Trecho para leitura
“Todo mundo está nos chamando de heróis, mas eu não me sinto como um.”
Paolo Miranda é enfermeiro da unidade terapia intensiva (UTI) no único hospital de Cremona.
Esta pequena cidade na região da Lombardia é o epicentro do surto do novo coronavírus na Itália — na cidade, 2.167 pessoas atualmente têm o vírus e 199 morreram.
Como muitos de seus colegas, Miranda está trabalhando em turnos de 12 horas no último mês.
“Somos profissionais, mas estamos ficando exaustos. Hoje, sentimos que estamos nas trincheiras — e todos estão com medo.”
Miranda costuma fotografar e decidiu retratar a drástica situação dentro da UTI em que trabalha.
“Não quero esquecer nunca o que está acontecendo. Isso se tornará história, e, para mim, as imagens são mais poderosas que as palavras.”
Em suas fotos, ele deseja mostrar a força de seus colegas — e também sua fragilidade.

Problema A
Reproduza sem alterações a parte do trecho que vai de "Esta pequena cidade" até "no último mês.".
Problema B
Segundo o trecho, por que Paolo Miranda decidiu fotografar a situação dentro da UTI em que trabalha? Responda em uma a três frases.
Baseie-se somente no trecho.

Material de estudo

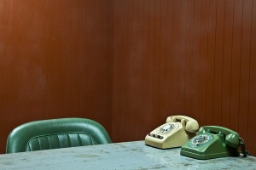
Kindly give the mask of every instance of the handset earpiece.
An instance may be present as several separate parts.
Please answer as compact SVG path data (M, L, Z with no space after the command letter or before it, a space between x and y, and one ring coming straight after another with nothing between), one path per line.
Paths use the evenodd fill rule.
M230 133L225 138L225 143L227 145L232 148L238 148L239 146L239 138L237 135Z
M180 121L183 128L189 133L196 133L199 129L197 121L186 116L172 116L166 119L166 122L177 122L177 121Z
M196 133L199 129L199 124L195 120L189 120L186 122L186 131L189 133Z

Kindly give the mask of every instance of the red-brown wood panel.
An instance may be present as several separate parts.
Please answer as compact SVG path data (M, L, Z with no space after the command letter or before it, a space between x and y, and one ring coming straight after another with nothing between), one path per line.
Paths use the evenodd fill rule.
M250 72L250 77L249 77L249 110L248 110L248 138L247 144L250 148L252 149L252 154L254 154L255 156L255 140L256 140L256 135L255 135L255 120L256 120L256 2L253 2L253 11L252 11L252 27L251 27L251 32L252 32L252 37L250 40L251 46L250 46L250 64L249 64L249 72Z
M0 4L0 152L29 121L87 117L111 133L109 1Z
M201 126L218 125L237 131L255 154L250 141L254 139L255 128L249 119L254 117L255 102L255 2L113 3L113 87L118 90L112 108L114 140L143 139L169 115L186 114ZM137 13L140 5L143 12ZM131 17L131 13L137 17ZM142 31L135 32L137 29ZM137 41L131 38L134 37ZM138 47L143 47L137 59L130 54L136 46L137 53ZM137 62L140 54L143 62ZM140 87L145 94L138 90ZM132 117L127 115L135 119L125 122L125 117Z

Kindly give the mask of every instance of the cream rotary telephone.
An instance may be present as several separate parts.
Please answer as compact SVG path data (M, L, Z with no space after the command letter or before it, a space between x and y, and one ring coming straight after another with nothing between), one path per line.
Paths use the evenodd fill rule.
M145 137L145 144L156 148L181 147L195 136L199 129L197 121L186 116L172 116L166 122Z

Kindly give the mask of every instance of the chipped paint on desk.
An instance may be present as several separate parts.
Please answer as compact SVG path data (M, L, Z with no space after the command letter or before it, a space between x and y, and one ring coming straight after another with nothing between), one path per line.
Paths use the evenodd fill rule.
M160 150L143 141L116 143L0 156L0 169L256 169L248 156L195 160L180 148Z

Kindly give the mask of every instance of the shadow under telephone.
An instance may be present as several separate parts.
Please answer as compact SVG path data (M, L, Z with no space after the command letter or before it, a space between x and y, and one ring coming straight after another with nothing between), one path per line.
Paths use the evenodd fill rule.
M145 144L156 148L181 147L195 135L198 122L186 116L172 116L166 122L150 132L145 137Z

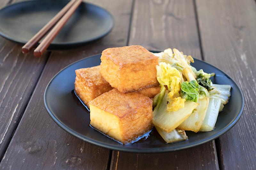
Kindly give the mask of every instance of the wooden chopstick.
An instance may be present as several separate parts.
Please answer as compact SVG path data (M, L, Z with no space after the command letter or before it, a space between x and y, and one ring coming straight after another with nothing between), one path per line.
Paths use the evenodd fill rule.
M28 53L41 40L58 21L65 14L77 0L71 0L62 9L22 47L23 53Z
M34 50L34 56L35 57L39 57L42 56L82 1L83 0L77 0L73 5L63 16L44 40Z

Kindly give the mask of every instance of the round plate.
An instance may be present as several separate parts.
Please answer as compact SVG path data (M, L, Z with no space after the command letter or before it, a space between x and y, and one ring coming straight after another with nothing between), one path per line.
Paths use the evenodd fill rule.
M155 51L154 51L155 52ZM61 127L77 138L92 144L128 152L156 153L194 147L210 141L228 130L237 122L244 108L244 98L236 84L216 67L196 59L191 65L206 73L214 72L213 83L231 85L231 96L220 112L213 131L195 133L187 131L188 139L166 144L153 128L149 136L132 144L124 145L106 136L90 126L90 112L74 94L75 70L100 65L100 54L78 61L60 71L52 79L44 93L45 106L50 116Z
M6 6L0 10L0 35L25 44L69 2L31 1ZM66 49L82 45L105 35L114 25L114 18L108 11L83 2L48 49Z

Sua resolução A
Esta pequena cidade na região da Lombardia é o epicentro do surto do novo coronavírus na Itália — na cidade, 2.167 pessoas atualmente têm o vírus e 199 morreram.
Como muitos de seus colegas, Miranda está trabalhando em turnos de 12 horas no último mês.

Sua resolução B
Miranda decidiu fotografar a situação porque nunca quer esquecer o que está acontecendo, já que isso se tornará história. Além disso, para ele, as imagens são mais poderosas que as palavras.